Friday, March 3, 2006 at 12:41pm

The Great Canadian Novel
What do you think has been the best Canadian novel ever written?

My present vote would be for Joshua Then and Now by Mordecai Richler, but I can be convinced otherwise. Ms. Eclectic votes for The Stone Diaries by Carol Shields

I would not vote for anything by fellow Clinton, Ontario, resident, Alice Munro, mostly because her work tends to be collections of short stories. I don't much like the work of Margaret Atwood, nor do I much care for The Diviners or anything else by Margaret Laurence.

...

That's probably because my tastes run more to what I term "airport novels". It's nice to know that with these tastes I am probably providing an indirect subsidy to Tyler Cowen.
In fact all of you unwashed-masses-happy-endings-loving viewers subsidize me. You support so much feel-good slop that when something meaty does come along, I am genuinely shocked and delighted.

Monday, January 30, 2006 at 12:25am

My Plan to Become an Orthopaedic Surgeon Is on Hold
Last week, Jack sent me this link to Wikibooks. These are books that are organized and produced the same way entries to the Wikipedia internet encyclopedia are. Roughly, anyone can write material, and anyone can edit the material.

As I looked through the titles and topics of some of the books that are available, I was really impressed. It makes me wonder the extent to which instructors will, in the future, place more reliance on internet textbooks instead of published, hard-copy texts [for example, see this economics text by former colleague, Preston McAfee. Also take a look at the open courseware provided by MIT, but that material generally does not include an online textbook].

Point localization data:
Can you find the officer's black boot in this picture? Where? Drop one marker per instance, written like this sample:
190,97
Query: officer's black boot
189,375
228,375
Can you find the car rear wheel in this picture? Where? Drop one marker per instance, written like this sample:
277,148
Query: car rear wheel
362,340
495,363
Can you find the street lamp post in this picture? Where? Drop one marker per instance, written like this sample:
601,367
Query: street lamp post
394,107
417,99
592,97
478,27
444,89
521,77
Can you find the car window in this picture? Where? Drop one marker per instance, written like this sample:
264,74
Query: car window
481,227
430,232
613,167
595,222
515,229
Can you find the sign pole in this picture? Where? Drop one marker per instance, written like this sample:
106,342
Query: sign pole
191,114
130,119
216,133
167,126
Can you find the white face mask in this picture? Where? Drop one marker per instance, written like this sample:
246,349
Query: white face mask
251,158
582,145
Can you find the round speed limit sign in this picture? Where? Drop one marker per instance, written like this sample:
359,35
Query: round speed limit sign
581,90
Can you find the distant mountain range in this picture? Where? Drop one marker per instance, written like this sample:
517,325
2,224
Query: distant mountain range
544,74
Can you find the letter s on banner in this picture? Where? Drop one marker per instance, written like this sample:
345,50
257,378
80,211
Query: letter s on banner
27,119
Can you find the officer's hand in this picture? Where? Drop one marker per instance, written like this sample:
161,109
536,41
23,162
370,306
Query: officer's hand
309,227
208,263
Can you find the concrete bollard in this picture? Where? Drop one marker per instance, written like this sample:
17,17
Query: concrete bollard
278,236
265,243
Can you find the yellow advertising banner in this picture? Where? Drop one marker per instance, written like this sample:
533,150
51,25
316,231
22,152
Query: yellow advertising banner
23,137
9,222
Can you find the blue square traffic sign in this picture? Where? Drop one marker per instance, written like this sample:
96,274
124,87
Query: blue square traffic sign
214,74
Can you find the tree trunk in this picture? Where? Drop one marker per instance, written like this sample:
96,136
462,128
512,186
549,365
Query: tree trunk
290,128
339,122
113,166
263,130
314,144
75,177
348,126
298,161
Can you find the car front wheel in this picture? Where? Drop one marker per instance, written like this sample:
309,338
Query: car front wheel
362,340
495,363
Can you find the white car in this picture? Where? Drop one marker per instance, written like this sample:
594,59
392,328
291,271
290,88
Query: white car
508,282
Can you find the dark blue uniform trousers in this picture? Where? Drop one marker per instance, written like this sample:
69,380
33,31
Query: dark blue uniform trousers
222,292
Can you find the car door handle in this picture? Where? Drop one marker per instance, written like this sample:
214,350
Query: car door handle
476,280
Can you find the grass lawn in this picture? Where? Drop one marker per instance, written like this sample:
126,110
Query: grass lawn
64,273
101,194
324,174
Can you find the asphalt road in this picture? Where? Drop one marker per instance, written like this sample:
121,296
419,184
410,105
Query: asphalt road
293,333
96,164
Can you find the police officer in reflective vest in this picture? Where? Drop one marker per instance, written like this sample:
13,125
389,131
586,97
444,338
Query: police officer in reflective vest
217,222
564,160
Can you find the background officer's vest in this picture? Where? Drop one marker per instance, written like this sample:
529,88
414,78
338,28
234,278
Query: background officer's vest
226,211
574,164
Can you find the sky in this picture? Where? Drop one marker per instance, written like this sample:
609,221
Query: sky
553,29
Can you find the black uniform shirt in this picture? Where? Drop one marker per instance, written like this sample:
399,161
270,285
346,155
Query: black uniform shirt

ACTIVITY LIST:
[a] Using the blog entries, decide whether each statement agrees with them, answering yes or no and quoting the deciding words: (i) The writer's current pick for best Canadian novel is The Stone Diaries. (ii) The writer and Alice Munro live in the same town. (iii) The open courseware from MIT usually includes an online textbook.
[b] Extend the blog entries, picking up after their final sentence.

ANSWERS FOR THE TASKS:
[a]
(i) No: "My present vote would be for Joshua Then and Now by Mordecai Richler"
(ii) Yes: "fellow Clinton, Ontario, resident, Alice Munro"
(iii) No: "but that material generally does not include an online textbook"

[b]
As an example, here is a list of books available just in medicine:
MEDICINE - Medicine - Radiology - Diagnostic Radiology - OsiriX Online Documentation - Emergency Medicine - Internal Medicine - Radiation Oncology - Orthopedic Surgery - Test Prep for USMLE Step 1 - Test Prep for USMLE Step 2 -
It turns out, sadly, that many of these books, including the one on orthopedic surgery, have no entries yet. Much of the material is in the proposal stage or doesn't exist yet. And even the "books" that have been published are not very thorough [see for example, the book on Game Theory and compare with this].

As a result, my home-study programme to become an orthopaedic surgeon has been put on hold for at least one more term.

Saturday, January 28, 2006 at 12:15am

Dave Barry Knows All about Money
Dave Barry's new book, Dave Barry's Money Secrets: Like: Why Is There a Giant Eyeball on the Dollar? will surely become a must read. I've just ordered a copy on the basis of this excerpt. Here is one very short clip from that excerpt:
If our money really is just pieces of paper, backed by nothing, why is it valuable? The answer is: Because we all believe it's valuable.

Really, that's pretty much it. Remember the part in Peter Pan where we clap to prove that we believe in fairies, and we save Tinker Bell? That's our monetary system! It's the Tinker Bell System! We see everybody else running around after these pieces of paper, and we figure, Hey, these pieces of paper must be valuable. That's why if you exchanged your house for, say, a pile of acorns, everybody would think you're insane; whereas if you exchange your house for a pile of dollars, everybody thinks you're rational, because you get... pieces of paper!
He really does understand, doesn't he: Something serves as money only because it is generally accepted in payment for goods and services.

[h/t to King Banaian at SCSU Scholars]

. .

Friday, November 25, 2005 at 3:16am

100 Notable Books of the Year
Here is the list from the NYTimes (reg. req'd) that will be published next month. At that site, there are links to reviews. Here are some brief notes and questions:
  1. I have actually heard of one or two of these books.
  2. Is it incestuous for them to list so many books by NYTimes op-ed writers?
  3. How many of them do you think this man has read? My guess is about 35.
  4. Are there any Canadian writers on the list?